→ Exercise instructions
#1 List the issues the numbered points in the forum thread about a painful falling-out give as the reason for obsessive behavior.
#2 Carry the forum thread about a painful falling-out further, picking up after its last reply.

*** Excerpted passage Section Begins ***

2. i wasn't trying to stalk and harass her, i was trying to fix things because i've been raised to talk things over regardless.
3. i only have obsessive behaviour because i have trust, fear of rejection and abandonment issues, so i want people to stay. i know it's not the right way to be about it. and it's because of what we shared so this is different.
4. i wasn't trying to stalk her and i was only checking her social media activity because i was worried about her. 5. someone i talk to over here messaged her trying to get her to forgive me because she was worried about me. it was one person.
6. i never threatened to kill myself, i said i'm suicidal and that i'd be better dead, that she doesn't seem to care and that's probably what she wants, and how much this is affecting me her being like this.
7. i told my psychiatrist every detail in a 20 minute session.
8. i do care about her, i was trying to fix things for her benefit too because she said she enjoyed roleplaying and talking with me and it made me happy but i guess that was all a lie. i wasn't trying to spam her, it was just eating me up and i felt i needed to keep apologising and trying to get her back, not make things worse.
9. i can't move on, it's so hard and painful. i can't accept any of it, and i'm not trying to waste her time or mine. i can't look forward and focus on better things.
Hey @redroses ,
It sounds so tough to be juggling all these things at the moment. We read that she is still very much a part of you. When you mentioned this to your psychiatrist, was it helpful?
It seems like perhaps what you are feeling links to grief, and grief does take time to process.
Please continue reaching out.
@Chloe-RO maybe it is grief i guess. my psychiatrist just said he's sorry to hear about all this happening & that it must be stressful for me, which yes it is. he just asked me about my sleep, eating & things like that. didn't give me any suggestions. i felt a bit let down by this too. maybe he didn't know what to say. i'm not sure i'm ready to see a psychologist again.
@redroses It's important you feel comfortable with the person you are sharing things with. You may have the best psychologist, but if they are not a good fit, then therapy may not be helpful. Conversely, if you have a therapist who is less experienced but is a good fit, then both can gain from the interactions.
I encourage you to continue looking for those you can speak to.

*** Excerpted passage Section Ends ***
*** Extracted material Section Begins ***

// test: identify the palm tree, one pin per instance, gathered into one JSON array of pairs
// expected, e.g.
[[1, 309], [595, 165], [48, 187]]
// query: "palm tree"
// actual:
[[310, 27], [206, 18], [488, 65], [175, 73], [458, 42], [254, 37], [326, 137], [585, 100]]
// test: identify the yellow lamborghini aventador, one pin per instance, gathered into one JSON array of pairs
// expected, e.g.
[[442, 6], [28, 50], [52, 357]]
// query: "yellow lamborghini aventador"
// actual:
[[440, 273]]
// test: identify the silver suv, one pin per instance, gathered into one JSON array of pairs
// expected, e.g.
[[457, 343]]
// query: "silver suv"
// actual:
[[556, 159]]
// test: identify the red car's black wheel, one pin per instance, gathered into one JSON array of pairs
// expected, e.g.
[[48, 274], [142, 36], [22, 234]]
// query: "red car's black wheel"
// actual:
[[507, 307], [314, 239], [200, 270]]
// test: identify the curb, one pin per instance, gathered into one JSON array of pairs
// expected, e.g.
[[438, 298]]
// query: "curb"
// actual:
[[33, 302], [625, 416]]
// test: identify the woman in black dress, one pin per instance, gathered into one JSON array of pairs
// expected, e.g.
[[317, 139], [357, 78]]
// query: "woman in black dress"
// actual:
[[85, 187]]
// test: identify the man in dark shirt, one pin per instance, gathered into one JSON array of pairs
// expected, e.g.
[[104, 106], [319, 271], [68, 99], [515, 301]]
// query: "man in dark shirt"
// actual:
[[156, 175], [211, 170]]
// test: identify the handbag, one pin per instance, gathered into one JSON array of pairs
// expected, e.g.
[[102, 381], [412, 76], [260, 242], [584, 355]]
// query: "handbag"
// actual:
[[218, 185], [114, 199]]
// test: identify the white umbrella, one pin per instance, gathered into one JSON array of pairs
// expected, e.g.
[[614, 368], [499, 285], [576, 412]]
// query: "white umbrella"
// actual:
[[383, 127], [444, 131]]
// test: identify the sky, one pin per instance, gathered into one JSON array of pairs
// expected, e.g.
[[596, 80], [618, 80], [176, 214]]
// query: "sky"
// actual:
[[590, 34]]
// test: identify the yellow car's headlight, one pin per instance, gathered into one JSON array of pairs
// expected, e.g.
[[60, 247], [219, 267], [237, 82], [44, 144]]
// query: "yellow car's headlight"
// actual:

*** Extracted material Section Ends ***

→ Response list
#1
- trust
- fear of rejection
- abandonment issues

#2
Please take care
@Chloe-RO i just wish she'd give me another chance & we could start fresh. that's the only thing that would help. she cuts me off over things i'm not, things i would never say & do, etc. i was never trying to stalk her or anything. i guess i'm the bad one here. it's always me.
Navigating relationships can be tricky @redroses . It is difficult to predict what the other person is thinking and hence, the reasons for their actions.
It's would be great if we all knew what the future had install for us, but unfortunately, that's not really the case. It is important you feel comfortable with yourself. Accept yourself for who you are and understand we cannot control the actions of others.
I'm sorry things seem so unfair right now. We hope you find space to be kind to yourself.
@Chloe-RO my psychiatrist asked me if i'd talk to her again, i said i guess not for the time being, as much as i'd like to. he said i should try talking to her again because i told him i was happier then, & he said there's unresolved trauma with both her & i. i'm trying to respect her wishes. if i don't listen to my psychiatrist he says (not in a rude way) i don't listen to him & take his advice, & the same thing with my parents. i was thinking of emailing the company & asking if he can write a letter with his professional advice so i can get a friend to send it to her. i explained this to my parents. i don't know what to do. i only want to start fresh with her because that's the only thing that will help. i'm trying to let go but i've never had a friendship like i did with her, in a good way.